Complete the following ▸
[A] In the commentary below about a New York Times report on same-sex marriage funding, which word in the article's lede does the writer call the heart of the problem?
[B] List every Republican political figure named in the last paragraph of the commentary below on conservative donors and same-sex marriage.
[C] Continue the commentary on the Times report about conservative donors backing same-sex marriage in New York, starting after its final sentence.

Passage shown ▸
━━━━━━━━━━━━━━━━━━━━
I think Stephen Miller might be letting partisanship eclipse his more characteristic common sense, similar to the way the partisanship of Nicholas Confessore and Michael Barbaro short circuits their ability to put together a reasonable thought for their article in the NYTimes. (And I apologize to Stephen for the unkind comparison, but friends don’t let friends rely too uncritically on the NYT). Any focus on liberals or Democrats misses the most important point of this story.
The heart of the problem for both Stephen and the NYT is the glaring use of the word “unexpected” in the article’s lede:
As gay rights advocates intensify their campaign to legalize same-sex marriage in New York, the bulk of their money is coming from an unexpected source: a group of conservative financiers and wealthy donors to the Republican Party, most of whom are known for bankrolling right-leaning candidates and causes.
In New York’s incestuous thinking, it probably is unexpected that conservative financiers would want to spend money supporting same-sex marriage. That, after all, comes right out of the dominant theology of the left – that donors to the Republican party actually want what the religious right says they ought to want.
But while the religious right and those wealthy donors share a party, they do not share an ideology, or much of anything else. Responsible, thoughtful and strategic members of the national GOP have a long-term interest in ridding the party of the toxic influence that Ronald Reagan first brought in, the first George Bush tolerated, and the second Bush encouraged in the most cynical and malignant way. John McCain was the most recent, high profile victim of this political perversion, but he will not be the last. And there are a lot of people who want out of this dead-end.
━━━━━━━━━━━━━━━━━━━━
Listed records ▸
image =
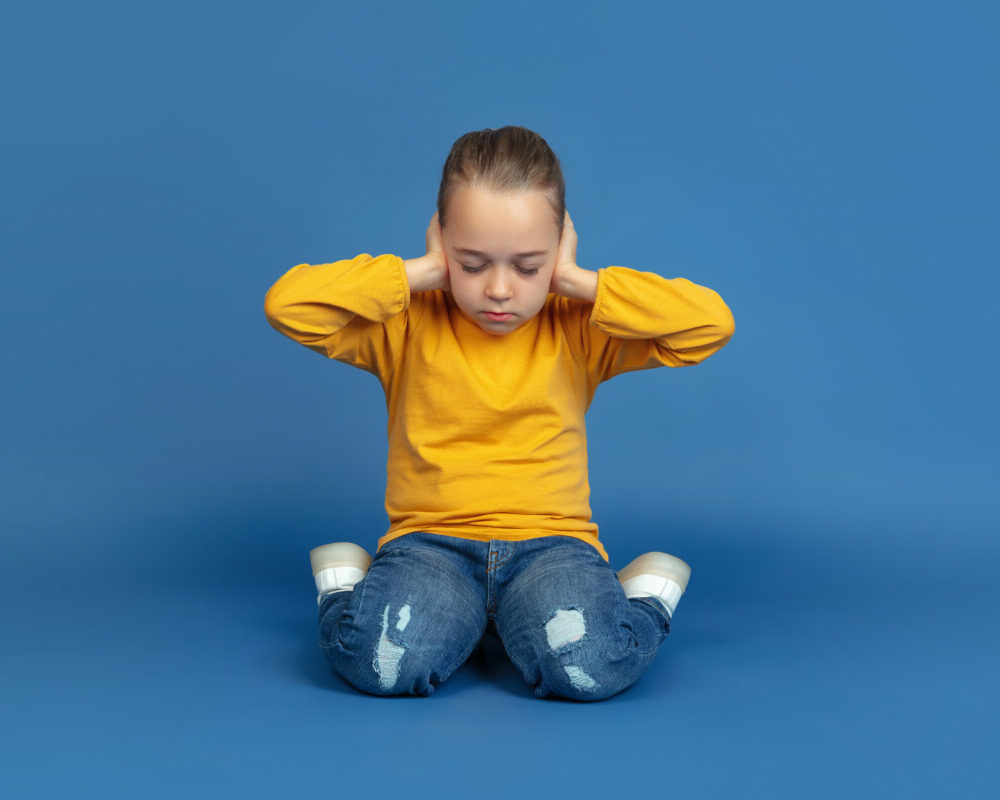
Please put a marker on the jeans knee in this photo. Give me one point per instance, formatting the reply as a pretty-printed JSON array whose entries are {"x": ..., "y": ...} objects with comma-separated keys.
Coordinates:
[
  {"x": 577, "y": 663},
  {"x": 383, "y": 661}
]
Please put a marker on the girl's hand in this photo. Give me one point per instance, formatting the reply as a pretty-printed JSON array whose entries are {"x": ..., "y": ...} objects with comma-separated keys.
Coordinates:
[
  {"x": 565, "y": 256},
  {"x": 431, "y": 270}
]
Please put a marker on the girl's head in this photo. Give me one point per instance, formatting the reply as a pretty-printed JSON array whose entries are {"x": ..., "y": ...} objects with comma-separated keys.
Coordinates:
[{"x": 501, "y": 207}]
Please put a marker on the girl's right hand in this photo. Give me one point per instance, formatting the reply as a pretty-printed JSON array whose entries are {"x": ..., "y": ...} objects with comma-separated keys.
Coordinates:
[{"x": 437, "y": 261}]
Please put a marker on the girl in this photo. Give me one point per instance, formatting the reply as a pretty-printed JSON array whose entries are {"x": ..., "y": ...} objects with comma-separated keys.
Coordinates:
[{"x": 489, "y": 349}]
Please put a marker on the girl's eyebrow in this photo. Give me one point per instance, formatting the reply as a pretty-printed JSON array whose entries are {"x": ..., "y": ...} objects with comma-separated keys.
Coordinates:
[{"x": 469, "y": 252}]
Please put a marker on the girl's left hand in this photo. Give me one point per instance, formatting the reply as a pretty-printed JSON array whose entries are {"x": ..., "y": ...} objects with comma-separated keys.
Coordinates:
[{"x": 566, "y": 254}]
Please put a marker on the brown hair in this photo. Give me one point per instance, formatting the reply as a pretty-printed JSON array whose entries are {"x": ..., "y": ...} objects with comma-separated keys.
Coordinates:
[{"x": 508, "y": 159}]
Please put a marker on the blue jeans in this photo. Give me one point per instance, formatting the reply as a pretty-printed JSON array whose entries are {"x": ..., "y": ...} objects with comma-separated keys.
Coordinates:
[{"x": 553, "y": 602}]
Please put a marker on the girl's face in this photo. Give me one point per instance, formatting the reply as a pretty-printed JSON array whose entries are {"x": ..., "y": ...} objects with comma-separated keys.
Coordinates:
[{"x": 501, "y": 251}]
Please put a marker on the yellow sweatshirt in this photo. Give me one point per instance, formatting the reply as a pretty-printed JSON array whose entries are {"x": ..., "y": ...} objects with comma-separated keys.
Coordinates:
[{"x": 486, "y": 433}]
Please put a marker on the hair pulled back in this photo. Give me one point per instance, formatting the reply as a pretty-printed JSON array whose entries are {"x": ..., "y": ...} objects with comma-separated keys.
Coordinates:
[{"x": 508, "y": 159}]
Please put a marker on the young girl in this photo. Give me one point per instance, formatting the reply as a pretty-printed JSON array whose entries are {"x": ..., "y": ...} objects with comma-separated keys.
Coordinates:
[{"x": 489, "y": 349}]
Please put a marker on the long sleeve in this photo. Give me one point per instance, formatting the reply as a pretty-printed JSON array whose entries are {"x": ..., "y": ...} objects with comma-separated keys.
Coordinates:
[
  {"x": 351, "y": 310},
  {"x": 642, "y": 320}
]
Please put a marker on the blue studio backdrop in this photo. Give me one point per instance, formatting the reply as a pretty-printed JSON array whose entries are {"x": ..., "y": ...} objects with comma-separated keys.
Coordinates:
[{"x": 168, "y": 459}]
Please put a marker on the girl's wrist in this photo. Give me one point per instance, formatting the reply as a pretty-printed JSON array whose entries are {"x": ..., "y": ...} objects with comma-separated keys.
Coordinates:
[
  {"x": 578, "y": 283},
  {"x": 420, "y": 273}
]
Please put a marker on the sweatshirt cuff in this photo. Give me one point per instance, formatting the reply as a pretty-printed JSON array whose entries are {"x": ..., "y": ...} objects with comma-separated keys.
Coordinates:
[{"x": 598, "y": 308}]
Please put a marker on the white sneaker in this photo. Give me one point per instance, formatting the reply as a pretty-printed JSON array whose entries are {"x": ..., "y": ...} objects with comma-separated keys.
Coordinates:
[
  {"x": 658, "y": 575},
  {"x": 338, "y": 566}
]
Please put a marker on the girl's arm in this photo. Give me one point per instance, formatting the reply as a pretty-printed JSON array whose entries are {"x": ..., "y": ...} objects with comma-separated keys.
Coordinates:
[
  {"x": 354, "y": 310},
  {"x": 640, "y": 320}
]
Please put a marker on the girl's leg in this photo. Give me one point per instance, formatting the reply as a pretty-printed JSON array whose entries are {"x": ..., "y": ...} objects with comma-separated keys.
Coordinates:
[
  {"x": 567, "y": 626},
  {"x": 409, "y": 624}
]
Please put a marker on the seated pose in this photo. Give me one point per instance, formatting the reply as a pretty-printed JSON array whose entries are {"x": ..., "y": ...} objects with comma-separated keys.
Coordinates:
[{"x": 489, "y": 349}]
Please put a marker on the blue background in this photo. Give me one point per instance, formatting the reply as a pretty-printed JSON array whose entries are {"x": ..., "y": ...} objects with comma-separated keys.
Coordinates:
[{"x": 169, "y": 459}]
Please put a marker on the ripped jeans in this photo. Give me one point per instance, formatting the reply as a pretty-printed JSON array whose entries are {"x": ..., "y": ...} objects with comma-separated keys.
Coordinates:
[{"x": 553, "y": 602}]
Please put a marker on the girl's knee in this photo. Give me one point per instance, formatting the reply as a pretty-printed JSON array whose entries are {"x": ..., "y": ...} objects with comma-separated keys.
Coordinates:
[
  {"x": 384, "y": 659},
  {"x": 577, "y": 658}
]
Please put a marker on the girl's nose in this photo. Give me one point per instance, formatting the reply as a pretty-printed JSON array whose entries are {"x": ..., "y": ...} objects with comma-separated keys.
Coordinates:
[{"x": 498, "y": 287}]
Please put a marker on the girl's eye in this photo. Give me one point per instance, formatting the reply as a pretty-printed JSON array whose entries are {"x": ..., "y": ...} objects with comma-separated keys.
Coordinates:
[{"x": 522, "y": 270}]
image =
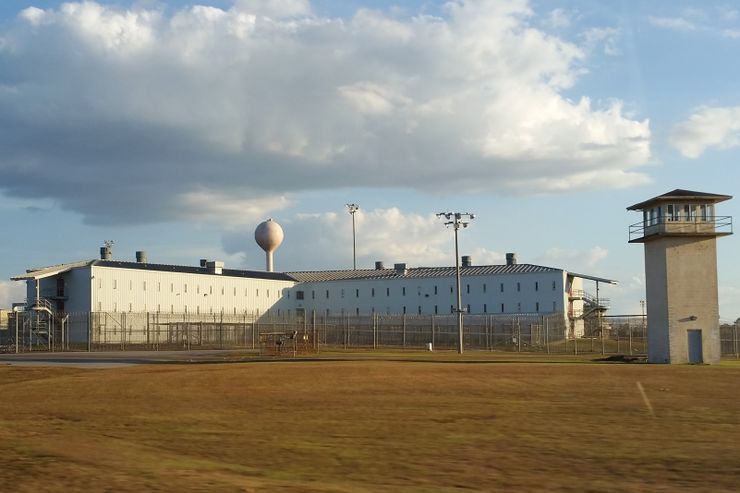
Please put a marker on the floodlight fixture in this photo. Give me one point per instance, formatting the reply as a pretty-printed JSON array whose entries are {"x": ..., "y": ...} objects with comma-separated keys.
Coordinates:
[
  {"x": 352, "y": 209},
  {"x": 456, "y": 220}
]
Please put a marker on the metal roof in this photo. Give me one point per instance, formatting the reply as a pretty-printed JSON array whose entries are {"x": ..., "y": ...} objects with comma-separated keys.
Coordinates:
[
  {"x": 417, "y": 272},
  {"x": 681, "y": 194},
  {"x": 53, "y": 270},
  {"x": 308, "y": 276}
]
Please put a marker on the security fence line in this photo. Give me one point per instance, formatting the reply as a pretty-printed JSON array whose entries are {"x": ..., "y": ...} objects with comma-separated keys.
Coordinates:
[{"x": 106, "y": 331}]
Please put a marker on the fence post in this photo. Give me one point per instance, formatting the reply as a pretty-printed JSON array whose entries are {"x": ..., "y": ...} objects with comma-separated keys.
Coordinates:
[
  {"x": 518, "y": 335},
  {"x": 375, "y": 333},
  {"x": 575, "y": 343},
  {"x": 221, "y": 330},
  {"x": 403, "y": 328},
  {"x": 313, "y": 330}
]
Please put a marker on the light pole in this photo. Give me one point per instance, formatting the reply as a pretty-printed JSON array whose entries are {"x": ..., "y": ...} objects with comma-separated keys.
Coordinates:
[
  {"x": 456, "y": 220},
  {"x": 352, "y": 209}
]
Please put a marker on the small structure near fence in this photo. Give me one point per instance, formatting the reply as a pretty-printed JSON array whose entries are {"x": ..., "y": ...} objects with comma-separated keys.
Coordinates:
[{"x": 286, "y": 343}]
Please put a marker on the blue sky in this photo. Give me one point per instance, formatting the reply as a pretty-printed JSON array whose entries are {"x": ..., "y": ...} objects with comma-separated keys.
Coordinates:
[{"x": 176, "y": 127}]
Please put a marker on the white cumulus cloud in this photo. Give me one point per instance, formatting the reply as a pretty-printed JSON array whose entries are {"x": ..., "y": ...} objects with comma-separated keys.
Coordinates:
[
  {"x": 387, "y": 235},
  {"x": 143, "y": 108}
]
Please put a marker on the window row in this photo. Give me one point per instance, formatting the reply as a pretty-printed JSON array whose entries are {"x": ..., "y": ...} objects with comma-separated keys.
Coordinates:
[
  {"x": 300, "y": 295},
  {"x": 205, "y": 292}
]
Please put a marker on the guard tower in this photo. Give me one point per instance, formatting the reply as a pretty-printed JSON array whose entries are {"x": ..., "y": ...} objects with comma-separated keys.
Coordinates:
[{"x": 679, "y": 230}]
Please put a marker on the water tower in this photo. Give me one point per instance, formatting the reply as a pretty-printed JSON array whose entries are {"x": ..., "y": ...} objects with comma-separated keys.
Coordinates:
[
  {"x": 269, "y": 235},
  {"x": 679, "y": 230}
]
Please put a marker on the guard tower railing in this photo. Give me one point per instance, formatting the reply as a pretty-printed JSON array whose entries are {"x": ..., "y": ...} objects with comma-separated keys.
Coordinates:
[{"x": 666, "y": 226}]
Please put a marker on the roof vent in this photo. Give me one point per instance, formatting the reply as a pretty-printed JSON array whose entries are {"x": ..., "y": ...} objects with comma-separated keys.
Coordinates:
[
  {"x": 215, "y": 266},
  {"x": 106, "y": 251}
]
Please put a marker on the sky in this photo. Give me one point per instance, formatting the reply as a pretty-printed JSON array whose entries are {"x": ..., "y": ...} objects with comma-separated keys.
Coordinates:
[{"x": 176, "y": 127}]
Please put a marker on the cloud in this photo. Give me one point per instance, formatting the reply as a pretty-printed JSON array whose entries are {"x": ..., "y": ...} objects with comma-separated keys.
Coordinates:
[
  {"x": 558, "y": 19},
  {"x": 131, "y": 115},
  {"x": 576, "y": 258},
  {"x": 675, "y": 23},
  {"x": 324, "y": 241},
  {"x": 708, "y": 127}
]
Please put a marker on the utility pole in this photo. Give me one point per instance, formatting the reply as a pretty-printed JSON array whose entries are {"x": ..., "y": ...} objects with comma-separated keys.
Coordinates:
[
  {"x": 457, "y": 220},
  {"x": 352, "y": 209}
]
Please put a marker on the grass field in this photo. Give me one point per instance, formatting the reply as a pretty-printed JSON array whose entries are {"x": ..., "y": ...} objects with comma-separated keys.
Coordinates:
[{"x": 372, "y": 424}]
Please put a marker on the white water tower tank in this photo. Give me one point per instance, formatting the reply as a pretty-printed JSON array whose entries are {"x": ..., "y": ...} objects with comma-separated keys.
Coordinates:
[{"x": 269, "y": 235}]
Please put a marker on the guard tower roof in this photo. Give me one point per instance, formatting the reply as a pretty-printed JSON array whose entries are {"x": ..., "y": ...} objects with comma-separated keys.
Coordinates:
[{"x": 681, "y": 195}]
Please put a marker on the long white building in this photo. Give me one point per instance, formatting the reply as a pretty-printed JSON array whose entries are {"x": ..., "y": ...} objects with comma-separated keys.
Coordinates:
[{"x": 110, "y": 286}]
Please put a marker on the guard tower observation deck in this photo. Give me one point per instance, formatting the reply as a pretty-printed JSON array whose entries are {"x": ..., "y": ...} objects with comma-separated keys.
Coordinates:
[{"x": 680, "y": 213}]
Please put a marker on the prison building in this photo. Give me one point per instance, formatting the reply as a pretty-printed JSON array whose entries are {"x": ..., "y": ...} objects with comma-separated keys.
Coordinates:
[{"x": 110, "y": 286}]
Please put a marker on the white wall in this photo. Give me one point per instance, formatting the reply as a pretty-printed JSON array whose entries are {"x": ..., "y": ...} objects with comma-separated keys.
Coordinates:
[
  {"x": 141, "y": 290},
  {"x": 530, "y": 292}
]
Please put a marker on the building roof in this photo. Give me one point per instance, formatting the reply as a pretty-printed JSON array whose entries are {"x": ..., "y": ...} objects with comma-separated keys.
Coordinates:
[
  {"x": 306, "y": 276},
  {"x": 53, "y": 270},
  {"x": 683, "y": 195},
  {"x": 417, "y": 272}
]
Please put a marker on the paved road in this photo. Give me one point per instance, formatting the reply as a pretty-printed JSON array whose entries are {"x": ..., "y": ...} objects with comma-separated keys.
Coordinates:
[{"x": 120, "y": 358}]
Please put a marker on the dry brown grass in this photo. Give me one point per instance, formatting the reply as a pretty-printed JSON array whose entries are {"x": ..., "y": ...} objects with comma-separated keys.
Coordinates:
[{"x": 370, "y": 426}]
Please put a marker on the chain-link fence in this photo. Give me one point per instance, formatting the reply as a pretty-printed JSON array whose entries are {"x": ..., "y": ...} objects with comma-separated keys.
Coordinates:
━━━━━━━━━━━━━━━━━━━━
Answers for this exercise ▸
[A] "Unexpected"

[B] Ronald Reagan, the first George Bush, the second Bush, and John McCain.

[C]
It will be no easy task to deliver the GOP from this brand of political illiterates. They cannot be expelled from the party just as cancer can’t be expelled from the body. The treatment will be long and painful. Fortunately, there is no shortage of political donors who have no interest in killing their party, but want to be rid of these troublesome priests.
Same-sex marriage in a state like New York is one of the openings they have to help break the ice. They need to enable moderate members of their party to dislodge themselves from the stigma of religious fundamentalism, so they can focus on the economic issues that are paramount for their party and for the nation. More important, they need to send that message to voters. After a decade and a half of ODing on the crack of homophobia, the GOP has found itself with the reputation for treating fiscal issues with the same casual political cynicism that they have had to feign on marriage and other culture war skirmishes.
No one who takes real politics seriously – the kind that actual, savvy, politicians of good will practice every day out of the tawdry spotlights of the political press – would or should be surprised by this move. It shows no more than that “conservative financiers and wealthy donors to the Republican Party” (as the NYT would have it) possess the normal level of self-interest that can be expected from any political faction, and that sometimes that self-interest has beneficial effects on the body politic.